● **Your task**
What you return should match the entries below exactly, only without the images.

•••••

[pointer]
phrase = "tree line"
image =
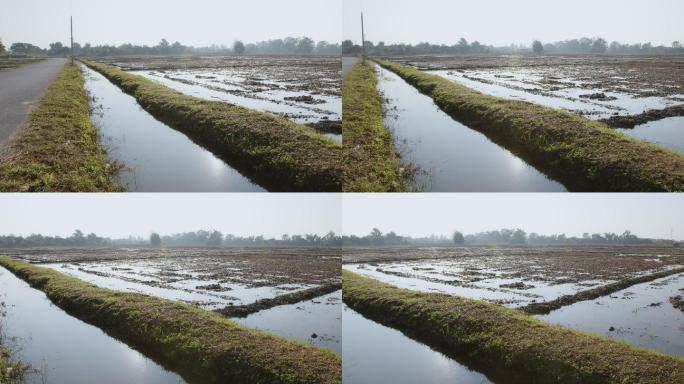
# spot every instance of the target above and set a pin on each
(288, 45)
(583, 45)
(504, 236)
(375, 238)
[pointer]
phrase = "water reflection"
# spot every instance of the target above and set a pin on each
(156, 157)
(373, 353)
(66, 349)
(455, 157)
(320, 317)
(641, 315)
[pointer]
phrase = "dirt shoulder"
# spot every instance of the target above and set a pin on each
(507, 341)
(60, 150)
(200, 345)
(372, 162)
(582, 154)
(277, 153)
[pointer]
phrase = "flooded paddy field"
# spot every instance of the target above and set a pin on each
(642, 314)
(451, 156)
(304, 89)
(127, 131)
(371, 353)
(216, 278)
(597, 87)
(39, 334)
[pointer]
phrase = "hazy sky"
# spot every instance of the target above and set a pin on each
(197, 22)
(120, 215)
(648, 215)
(501, 22)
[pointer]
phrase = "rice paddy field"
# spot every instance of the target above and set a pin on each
(606, 87)
(642, 286)
(212, 279)
(304, 89)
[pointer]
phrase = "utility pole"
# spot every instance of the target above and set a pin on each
(363, 41)
(71, 21)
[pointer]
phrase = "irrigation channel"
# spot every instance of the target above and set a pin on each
(640, 315)
(154, 156)
(451, 156)
(63, 349)
(373, 353)
(216, 86)
(315, 321)
(518, 85)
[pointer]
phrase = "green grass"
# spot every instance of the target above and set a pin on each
(594, 293)
(582, 154)
(372, 163)
(506, 341)
(201, 345)
(60, 150)
(274, 151)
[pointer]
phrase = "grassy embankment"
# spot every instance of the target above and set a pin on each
(594, 293)
(288, 298)
(201, 345)
(372, 162)
(272, 150)
(505, 341)
(60, 149)
(582, 154)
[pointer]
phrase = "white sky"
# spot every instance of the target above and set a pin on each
(197, 22)
(502, 22)
(120, 215)
(647, 215)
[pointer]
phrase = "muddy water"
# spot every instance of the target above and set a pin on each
(65, 349)
(526, 85)
(442, 279)
(155, 156)
(321, 317)
(222, 83)
(641, 315)
(668, 133)
(454, 157)
(141, 279)
(373, 353)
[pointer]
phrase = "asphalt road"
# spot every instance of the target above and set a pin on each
(20, 88)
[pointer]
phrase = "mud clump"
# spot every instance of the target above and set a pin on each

•••••

● **Solution**
[pointer]
phrase = "tree line"
image =
# spot every instance of the target above and set a pin on each
(288, 45)
(583, 45)
(504, 236)
(375, 238)
[pointer]
phrase = "water reflection"
# spot every instance of the target above and set a pin on each
(156, 157)
(373, 353)
(66, 349)
(455, 157)
(320, 317)
(641, 315)
[pointer]
phrase = "dirt shoulder"
# spot every instance of the target above and set a pin on each
(507, 341)
(60, 150)
(200, 345)
(372, 162)
(582, 154)
(277, 153)
[pointer]
phrase = "flooded paddy field"
# spot every instance of the target above and set a pin on each
(642, 314)
(451, 156)
(304, 89)
(127, 131)
(371, 353)
(216, 278)
(597, 87)
(39, 334)
[pointer]
phrase = "hazy sky"
# spot every instance of the target above and set a pin on each
(197, 22)
(120, 215)
(648, 215)
(501, 22)
[pointer]
phrase = "rice paddy field"
# spot every instance of the target above and set a pin on each
(606, 87)
(642, 286)
(212, 279)
(304, 89)
[pointer]
phrase = "utility pole"
# spot every instance of the target above and set a pin on each
(363, 41)
(71, 21)
[pointer]
phrase = "irrigation channel"
# spot every instance of the target above and set a pin on each
(640, 315)
(154, 156)
(451, 156)
(63, 349)
(373, 353)
(216, 86)
(315, 321)
(518, 85)
[pointer]
phrase = "green grass"
# spot every instance of the target above and set a pin on each
(594, 293)
(582, 154)
(372, 163)
(506, 341)
(201, 345)
(60, 150)
(274, 151)
[pointer]
phrase = "grassy embankment"
# spot every instance of the target above and set a pin on each
(594, 293)
(288, 298)
(201, 345)
(372, 162)
(272, 150)
(505, 341)
(60, 149)
(582, 154)
[pointer]
phrase = "white sky"
# spot every instance of the target above and set a pin on each
(197, 22)
(502, 22)
(120, 215)
(647, 215)
[pointer]
phrase = "muddy water"
# spot every instance of the target above and set a pin on each
(65, 349)
(526, 85)
(442, 279)
(155, 156)
(321, 317)
(222, 83)
(641, 315)
(668, 133)
(454, 157)
(141, 279)
(373, 353)
[pointer]
phrase = "asphalt road"
# spot every instance of the target above and set a pin on each
(20, 88)
[pointer]
phrase = "mud clump"
# spot every instance of the target above and set a pin on each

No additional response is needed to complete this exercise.